___ Source extract ___

Having achieved my Associate of Arts degree in high school and remaining focused and driven through my undergraduate career, I am often asked how I chose my college major. Selecting a major isn’t always as easy as it may appear, especially when you start to think about what you want to do after college. It is suggested that you declare a major by the end of your sophomore year. So whether you’re an upperclassman at your high school, or a current college student, here are few tips that helped me with that infamous question 'what do you want to be when you grow up'.
Start off by thinking about what you like to do. Is there a class you favored over another one? What are your hobbies outside of the classroom? Growing up, I always enjoyed interacting with other people. My favorite classes in high school were english and chorus. I typically preferred working in groups, brainstorming and delegating specific tasks to members. So when it came time to choosing a major, I knew that a career hiding behind a computer screen all day wasn’t for me. I wanted to combine my customer service skills along with my passion for creativity.

___ Records supplied ___

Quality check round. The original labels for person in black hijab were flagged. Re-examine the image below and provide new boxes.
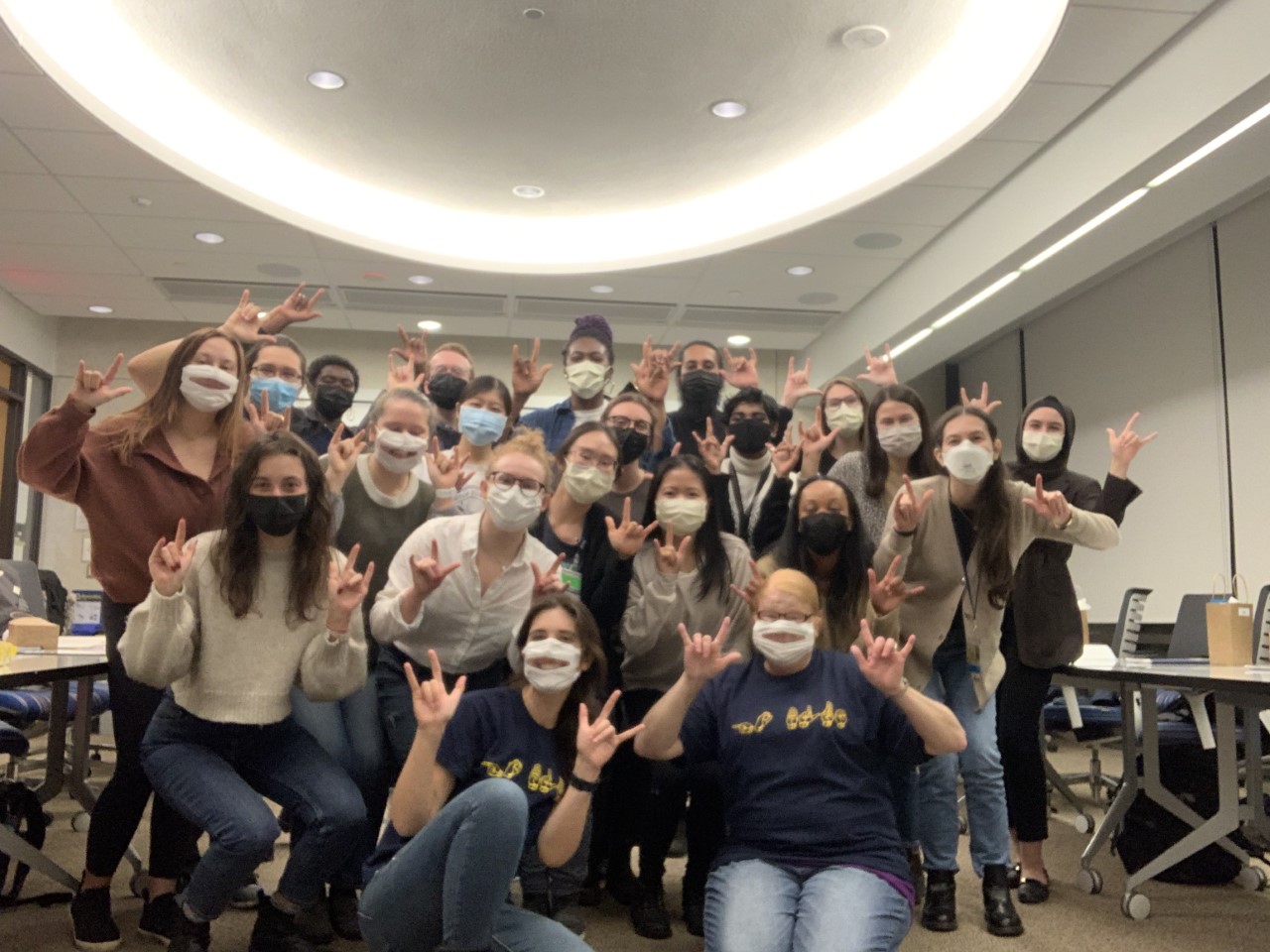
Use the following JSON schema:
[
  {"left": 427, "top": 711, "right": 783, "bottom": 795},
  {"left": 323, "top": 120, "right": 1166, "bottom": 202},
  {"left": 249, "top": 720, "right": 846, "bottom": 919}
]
[{"left": 997, "top": 396, "right": 1156, "bottom": 903}]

___

Actions to take:
A – Condense the paragraph of the essay on choosing a college major that begins "Start off by thinking about what you like to do" into a short bulleted list that keeps its main facts.
B – According to the essay on choosing a college major, by what point is it suggested that you declare a major?
C – Carry the essay on choosing a college major forward from its final sentence, in the same voice.
The rows are separate material and have no connection to the essay.

Answers for the tasks:
A –
- Begin by considering what you enjoy, such as favorite classes and hobbies outside school.
- The writer always liked interacting with people and favored English and chorus in high school.
- The writer preferred group work: brainstorming and assigning tasks to members.
- A career spent behind a computer screen all day was ruled out.
- The goal was a major combining customer service skills with a passion for creativity.

B – By the end of your sophomore year.

C –
Once you have an idea about your passions and interests, it’s time to review strengths/weaknesses. Of course, it’s always much easier to determine what your strengths are, but it’s just as important to reflect on your weaknesses. Be sure to take your time and stay true to yourself when creating this list. When something comes to mind, jot it down on a sheet of paper and add it to your list later. For example, one of my weaknesses was science. I always studied much more for biology, chemistry and physics. I often found myself participating in study sessions after school to prepare myself for exams and projects. So, while looking over majors, I was immediately able to cross out anything that would require numerous science courses.
Take the time to research careers that would match your interests, as well as your strengths. There are a variety of career assessment tools available to help narrow down your options. It’s ok to have a few majors selected that you can look into further. After taking a career assessment I decided that marketing, communications and finance were the three majors I was most interested in pursuing. In addition, I took a career exploration course at the community college to find other resources that would help me select one of these three. The course not only showed me career paths associated with the majors I was interested in, it also made me consider the work environment, education needed, salary, etc.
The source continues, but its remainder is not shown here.